■ **TASK DESCRIPTION**: From the line holding "Where can the green" to the final line of the entries, set down each line exactly, including both, and nothing more.

### AVAILABLE DATA

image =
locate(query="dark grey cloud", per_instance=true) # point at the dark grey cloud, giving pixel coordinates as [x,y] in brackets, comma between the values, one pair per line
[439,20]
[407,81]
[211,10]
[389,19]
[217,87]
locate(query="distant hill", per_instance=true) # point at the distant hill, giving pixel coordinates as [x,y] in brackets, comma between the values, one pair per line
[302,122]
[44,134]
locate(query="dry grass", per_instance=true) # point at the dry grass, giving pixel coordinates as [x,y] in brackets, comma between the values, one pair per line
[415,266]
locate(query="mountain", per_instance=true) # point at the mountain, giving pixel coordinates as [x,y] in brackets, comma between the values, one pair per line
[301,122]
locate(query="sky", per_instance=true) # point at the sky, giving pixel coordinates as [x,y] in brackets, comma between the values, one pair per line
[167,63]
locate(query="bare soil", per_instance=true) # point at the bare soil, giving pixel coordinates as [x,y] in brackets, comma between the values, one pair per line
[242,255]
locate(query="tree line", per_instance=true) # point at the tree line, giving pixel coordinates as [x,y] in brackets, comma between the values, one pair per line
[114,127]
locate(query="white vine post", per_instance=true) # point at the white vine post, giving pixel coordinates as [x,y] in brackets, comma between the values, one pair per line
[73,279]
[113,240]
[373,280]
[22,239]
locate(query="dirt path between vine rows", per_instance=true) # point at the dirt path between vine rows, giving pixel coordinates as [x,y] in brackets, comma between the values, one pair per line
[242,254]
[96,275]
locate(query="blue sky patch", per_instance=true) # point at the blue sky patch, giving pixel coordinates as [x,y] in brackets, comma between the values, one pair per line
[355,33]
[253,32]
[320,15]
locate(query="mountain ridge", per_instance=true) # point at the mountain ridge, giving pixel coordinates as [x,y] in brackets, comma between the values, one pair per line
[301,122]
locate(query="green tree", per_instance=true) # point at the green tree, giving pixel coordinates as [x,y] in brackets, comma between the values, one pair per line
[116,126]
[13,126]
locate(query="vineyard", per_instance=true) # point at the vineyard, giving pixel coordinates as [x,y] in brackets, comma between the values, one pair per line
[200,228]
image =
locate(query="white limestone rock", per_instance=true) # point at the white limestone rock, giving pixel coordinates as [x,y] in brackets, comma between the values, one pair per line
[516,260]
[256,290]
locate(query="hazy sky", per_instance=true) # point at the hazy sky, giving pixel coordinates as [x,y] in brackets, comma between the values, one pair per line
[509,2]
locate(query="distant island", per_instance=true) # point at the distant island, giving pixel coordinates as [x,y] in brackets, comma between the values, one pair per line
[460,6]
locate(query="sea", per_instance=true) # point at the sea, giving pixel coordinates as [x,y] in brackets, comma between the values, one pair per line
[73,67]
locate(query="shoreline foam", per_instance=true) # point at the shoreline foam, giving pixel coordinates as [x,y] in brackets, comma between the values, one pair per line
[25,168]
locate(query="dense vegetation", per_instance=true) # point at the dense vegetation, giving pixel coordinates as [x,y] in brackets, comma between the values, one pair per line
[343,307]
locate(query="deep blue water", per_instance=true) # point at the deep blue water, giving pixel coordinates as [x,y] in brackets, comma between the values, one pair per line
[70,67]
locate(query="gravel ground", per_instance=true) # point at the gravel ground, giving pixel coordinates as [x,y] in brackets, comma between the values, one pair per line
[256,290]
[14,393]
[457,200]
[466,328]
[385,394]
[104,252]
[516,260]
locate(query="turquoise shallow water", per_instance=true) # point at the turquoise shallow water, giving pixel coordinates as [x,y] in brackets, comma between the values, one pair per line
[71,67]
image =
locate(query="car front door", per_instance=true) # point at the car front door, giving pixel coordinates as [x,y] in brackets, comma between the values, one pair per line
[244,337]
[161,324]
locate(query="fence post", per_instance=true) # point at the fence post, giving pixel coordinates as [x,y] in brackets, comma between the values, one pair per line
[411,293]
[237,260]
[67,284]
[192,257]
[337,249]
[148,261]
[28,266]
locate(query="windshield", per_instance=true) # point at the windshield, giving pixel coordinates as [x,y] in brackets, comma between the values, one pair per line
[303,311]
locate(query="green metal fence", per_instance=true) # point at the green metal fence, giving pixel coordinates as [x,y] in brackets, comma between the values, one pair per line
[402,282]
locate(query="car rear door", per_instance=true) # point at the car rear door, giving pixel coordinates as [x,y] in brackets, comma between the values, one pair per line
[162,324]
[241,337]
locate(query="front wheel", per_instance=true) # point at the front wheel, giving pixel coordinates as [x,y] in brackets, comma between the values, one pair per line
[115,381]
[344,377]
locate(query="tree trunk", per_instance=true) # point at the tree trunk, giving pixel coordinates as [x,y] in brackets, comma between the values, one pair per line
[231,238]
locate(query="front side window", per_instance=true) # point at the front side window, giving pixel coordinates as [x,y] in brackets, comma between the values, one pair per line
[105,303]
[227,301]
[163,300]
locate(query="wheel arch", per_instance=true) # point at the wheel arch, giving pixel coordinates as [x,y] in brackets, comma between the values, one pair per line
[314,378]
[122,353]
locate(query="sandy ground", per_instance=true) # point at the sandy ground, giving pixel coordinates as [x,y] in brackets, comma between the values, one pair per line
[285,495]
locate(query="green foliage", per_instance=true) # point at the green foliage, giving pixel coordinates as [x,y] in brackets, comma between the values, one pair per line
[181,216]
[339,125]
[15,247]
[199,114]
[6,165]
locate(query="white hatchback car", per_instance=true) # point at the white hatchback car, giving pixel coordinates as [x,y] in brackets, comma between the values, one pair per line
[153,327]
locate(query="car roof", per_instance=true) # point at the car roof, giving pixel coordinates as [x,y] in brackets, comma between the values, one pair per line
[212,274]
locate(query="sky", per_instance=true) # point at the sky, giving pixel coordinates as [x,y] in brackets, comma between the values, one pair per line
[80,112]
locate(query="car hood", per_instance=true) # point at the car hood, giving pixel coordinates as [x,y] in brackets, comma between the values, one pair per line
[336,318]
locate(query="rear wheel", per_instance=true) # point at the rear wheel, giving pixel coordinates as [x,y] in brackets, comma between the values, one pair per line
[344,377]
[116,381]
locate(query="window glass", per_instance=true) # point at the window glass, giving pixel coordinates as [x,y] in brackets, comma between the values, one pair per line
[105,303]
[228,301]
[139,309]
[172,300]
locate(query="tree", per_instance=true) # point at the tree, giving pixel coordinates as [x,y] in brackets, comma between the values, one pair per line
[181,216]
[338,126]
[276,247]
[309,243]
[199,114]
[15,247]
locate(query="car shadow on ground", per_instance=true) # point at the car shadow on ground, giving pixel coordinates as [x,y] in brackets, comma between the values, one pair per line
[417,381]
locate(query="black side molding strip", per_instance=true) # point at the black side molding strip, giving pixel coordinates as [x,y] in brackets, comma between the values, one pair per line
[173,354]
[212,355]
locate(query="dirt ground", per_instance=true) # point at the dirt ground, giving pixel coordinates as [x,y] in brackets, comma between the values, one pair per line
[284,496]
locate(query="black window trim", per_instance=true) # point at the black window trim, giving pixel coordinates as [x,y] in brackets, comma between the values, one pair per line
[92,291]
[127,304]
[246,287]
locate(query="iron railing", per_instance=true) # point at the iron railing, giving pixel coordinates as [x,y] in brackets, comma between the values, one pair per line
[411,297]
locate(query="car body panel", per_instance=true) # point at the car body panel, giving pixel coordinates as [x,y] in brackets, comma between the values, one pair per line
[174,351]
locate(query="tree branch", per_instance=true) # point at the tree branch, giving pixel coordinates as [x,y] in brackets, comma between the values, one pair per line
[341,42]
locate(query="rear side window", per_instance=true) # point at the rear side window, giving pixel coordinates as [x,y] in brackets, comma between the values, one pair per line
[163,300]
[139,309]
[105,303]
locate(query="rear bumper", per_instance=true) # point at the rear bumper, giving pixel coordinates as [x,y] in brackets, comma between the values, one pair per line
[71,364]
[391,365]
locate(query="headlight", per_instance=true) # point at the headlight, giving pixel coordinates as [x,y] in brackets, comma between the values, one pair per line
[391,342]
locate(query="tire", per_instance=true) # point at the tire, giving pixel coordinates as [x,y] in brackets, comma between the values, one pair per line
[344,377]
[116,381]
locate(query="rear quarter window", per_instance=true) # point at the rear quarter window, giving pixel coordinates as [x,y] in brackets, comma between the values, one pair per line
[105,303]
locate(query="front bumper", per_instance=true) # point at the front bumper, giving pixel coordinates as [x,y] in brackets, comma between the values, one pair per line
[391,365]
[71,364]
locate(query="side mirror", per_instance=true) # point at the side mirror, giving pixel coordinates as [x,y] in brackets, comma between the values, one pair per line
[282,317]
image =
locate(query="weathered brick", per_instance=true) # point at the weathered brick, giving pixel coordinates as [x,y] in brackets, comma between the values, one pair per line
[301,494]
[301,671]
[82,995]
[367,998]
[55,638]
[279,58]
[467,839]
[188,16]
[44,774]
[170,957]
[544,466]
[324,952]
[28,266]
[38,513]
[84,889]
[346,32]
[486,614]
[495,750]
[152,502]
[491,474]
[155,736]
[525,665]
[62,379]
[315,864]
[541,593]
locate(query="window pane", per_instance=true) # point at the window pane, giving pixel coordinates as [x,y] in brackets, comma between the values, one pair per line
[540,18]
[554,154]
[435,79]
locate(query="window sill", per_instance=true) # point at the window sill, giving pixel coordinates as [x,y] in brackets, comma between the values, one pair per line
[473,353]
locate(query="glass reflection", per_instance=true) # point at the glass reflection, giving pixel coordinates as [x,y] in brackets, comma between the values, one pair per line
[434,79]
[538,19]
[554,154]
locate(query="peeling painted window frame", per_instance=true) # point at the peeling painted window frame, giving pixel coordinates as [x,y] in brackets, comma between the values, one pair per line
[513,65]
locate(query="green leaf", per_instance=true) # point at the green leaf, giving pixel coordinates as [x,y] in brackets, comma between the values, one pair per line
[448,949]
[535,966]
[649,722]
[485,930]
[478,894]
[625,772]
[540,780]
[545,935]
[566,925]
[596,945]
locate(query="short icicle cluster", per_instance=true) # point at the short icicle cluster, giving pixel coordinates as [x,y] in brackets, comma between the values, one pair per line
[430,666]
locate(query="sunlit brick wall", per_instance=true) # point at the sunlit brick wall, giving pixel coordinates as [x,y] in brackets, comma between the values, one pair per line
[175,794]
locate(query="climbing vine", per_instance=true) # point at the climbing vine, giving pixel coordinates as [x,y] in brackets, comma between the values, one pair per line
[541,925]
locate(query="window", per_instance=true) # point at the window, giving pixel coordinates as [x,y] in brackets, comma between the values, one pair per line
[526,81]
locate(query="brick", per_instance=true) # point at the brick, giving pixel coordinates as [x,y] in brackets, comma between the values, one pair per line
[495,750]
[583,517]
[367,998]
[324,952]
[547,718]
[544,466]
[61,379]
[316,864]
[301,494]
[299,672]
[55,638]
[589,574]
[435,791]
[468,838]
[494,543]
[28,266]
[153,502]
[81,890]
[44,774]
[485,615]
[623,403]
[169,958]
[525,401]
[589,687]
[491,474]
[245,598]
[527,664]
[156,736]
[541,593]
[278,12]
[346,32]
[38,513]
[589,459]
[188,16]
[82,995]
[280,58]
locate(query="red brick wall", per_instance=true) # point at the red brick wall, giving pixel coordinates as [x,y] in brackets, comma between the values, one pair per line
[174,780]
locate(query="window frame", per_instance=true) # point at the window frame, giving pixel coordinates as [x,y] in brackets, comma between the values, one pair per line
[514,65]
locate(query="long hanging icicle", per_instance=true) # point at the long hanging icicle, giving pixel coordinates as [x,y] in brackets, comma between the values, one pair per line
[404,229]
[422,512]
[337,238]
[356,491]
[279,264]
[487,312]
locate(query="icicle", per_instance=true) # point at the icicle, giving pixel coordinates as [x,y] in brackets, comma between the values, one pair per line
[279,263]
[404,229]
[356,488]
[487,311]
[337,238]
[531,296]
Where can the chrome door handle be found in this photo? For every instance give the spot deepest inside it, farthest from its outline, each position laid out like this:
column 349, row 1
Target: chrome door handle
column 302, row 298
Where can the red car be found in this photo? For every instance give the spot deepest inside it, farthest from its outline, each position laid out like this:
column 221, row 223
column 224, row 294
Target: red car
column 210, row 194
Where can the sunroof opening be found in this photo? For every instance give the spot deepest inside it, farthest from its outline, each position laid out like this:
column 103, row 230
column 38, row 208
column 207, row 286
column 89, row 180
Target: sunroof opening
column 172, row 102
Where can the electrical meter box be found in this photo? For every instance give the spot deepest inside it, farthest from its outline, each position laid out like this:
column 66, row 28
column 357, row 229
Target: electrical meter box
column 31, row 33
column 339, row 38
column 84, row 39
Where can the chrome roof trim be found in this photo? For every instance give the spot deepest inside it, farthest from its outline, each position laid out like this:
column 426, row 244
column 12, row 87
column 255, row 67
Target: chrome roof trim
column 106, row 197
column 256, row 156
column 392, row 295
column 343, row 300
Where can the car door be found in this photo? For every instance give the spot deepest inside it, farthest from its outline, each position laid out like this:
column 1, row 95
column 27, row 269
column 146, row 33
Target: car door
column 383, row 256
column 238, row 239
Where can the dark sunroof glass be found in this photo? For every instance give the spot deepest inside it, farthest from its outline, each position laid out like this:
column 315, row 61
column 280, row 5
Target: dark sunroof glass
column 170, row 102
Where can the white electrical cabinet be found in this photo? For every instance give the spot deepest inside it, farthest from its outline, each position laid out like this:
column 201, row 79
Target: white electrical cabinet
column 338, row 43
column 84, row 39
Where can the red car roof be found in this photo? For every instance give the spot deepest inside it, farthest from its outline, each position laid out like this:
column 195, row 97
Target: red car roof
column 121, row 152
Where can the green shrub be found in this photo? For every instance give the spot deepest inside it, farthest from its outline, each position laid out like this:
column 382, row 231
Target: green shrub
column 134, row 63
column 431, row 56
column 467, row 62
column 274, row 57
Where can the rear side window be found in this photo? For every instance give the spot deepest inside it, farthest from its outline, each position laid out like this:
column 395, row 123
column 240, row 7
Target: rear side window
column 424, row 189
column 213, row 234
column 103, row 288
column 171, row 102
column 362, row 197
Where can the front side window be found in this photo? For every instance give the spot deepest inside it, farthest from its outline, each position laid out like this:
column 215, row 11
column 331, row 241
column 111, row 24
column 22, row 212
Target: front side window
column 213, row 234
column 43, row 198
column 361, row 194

######

■ **COMPLETED EXERCISE**:
Where can the green shrub be found in this photo? For every instance give the spot deepest inside it, farthest from its outline, each position laid out like this:
column 382, row 231
Target: green shrub
column 134, row 63
column 431, row 56
column 467, row 62
column 274, row 57
Where can the rear side window be found in this photo? For every instance give the spot deepest inside it, farthest from its outline, each position laid out like this:
column 395, row 123
column 240, row 7
Target: rear side window
column 424, row 189
column 213, row 234
column 103, row 288
column 171, row 102
column 362, row 197
Where can the front side window be found in this photo? For every instance give the spot deepest inside it, farthest from its outline, each position laid out like this:
column 215, row 11
column 331, row 241
column 111, row 24
column 22, row 212
Target: front side window
column 213, row 234
column 43, row 198
column 361, row 194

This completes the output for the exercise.